### EXERCISE
Take the records below and copy them exactly.

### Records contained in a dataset
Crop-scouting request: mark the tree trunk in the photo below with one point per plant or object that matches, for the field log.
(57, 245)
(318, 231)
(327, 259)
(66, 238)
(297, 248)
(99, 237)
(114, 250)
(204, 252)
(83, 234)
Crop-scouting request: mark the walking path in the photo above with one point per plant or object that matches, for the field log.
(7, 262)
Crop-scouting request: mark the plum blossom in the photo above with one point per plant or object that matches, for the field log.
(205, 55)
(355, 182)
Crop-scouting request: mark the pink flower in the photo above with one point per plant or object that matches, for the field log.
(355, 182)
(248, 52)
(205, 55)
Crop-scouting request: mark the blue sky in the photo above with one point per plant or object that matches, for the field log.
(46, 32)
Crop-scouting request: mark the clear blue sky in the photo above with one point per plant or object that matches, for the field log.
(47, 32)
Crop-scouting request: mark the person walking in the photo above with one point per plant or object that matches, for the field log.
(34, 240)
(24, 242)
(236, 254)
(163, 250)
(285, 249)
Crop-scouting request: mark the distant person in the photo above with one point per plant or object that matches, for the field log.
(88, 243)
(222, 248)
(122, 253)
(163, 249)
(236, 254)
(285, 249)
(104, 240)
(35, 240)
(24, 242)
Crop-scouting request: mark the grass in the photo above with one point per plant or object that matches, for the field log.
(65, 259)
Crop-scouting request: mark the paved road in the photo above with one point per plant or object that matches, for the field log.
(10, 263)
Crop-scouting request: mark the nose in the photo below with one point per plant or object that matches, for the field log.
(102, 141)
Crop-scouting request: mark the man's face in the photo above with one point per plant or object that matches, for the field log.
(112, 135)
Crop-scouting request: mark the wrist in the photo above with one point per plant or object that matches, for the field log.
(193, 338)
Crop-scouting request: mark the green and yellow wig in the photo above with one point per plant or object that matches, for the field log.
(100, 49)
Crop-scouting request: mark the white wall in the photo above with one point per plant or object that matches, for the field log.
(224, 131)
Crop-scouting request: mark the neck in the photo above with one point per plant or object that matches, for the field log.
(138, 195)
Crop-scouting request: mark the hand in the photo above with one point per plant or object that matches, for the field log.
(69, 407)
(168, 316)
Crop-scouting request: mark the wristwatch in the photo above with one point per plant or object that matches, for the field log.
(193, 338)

### RESULT
Crop-scouting request: mark the tree trunk in the photo below with one point per plant or object that matches, for the field log.
(57, 245)
(318, 231)
(327, 259)
(66, 238)
(297, 248)
(99, 237)
(114, 250)
(204, 252)
(83, 234)
Crop-scouting request: mark the walking path in the photo above with one point per plant or object that matches, for the field log.
(7, 262)
Crop-scouting request: mark the plum blossom in the photo above with one point per plant or object that matches, for the field log.
(205, 55)
(355, 182)
Crop-scouting request: mark the pink flower in the photo above with one point per plant or object that matches, for the field log.
(355, 182)
(248, 52)
(205, 55)
Crop-scouting request: mark the blue sky in the photo above with one point per plant or object that matches, for the field log.
(46, 32)
Crop-scouting request: mark the clear blue sky in the photo above with one point per plant or object that matches, for the field log.
(47, 32)
Crop-scouting request: mark the person walking in the photo above with one point per plant or object that matches, for the field log.
(34, 240)
(24, 242)
(236, 254)
(163, 250)
(285, 249)
Crop-scouting request: mark the distant person in the photo above with one point per plant or object that matches, for the field log.
(88, 243)
(222, 248)
(122, 253)
(163, 249)
(236, 254)
(285, 249)
(104, 240)
(35, 240)
(24, 242)
Crop-scouting request: mark the grass in the photo above with one point per plant or object that matches, for the field log.
(65, 259)
Crop-scouting request: mark the paved road in the photo above with one point per plant or object that matches, for the field log.
(10, 263)
Crop-scouting request: mark the nose in the photo below with one point per plant or object that matches, for the field log.
(102, 141)
Crop-scouting request: mark the man's face in the photo above with one point per plant or object that matches, for the field log.
(112, 135)
Crop-scouting request: mark the wrist in the photo above with one point per plant or object that matches, for the field log.
(193, 338)
Crop-scouting request: mark the green and yellow wig in the photo above with one point per plant or object that matches, for the field log.
(100, 49)
Crop-scouting request: mark the white wall in the photo above with one point per plant or object that matches, for the field log.
(224, 131)
Crop-scouting request: mark the neck in the photo above with one point per plant or object that matches, for the field log.
(138, 195)
Crop-scouting request: mark the hand in the photo above with one point per plant or object that matches, for the field log.
(69, 407)
(168, 316)
Crop-scouting request: mark the wristwatch in the photo above with one point per plant or object that matches, for the field log.
(193, 338)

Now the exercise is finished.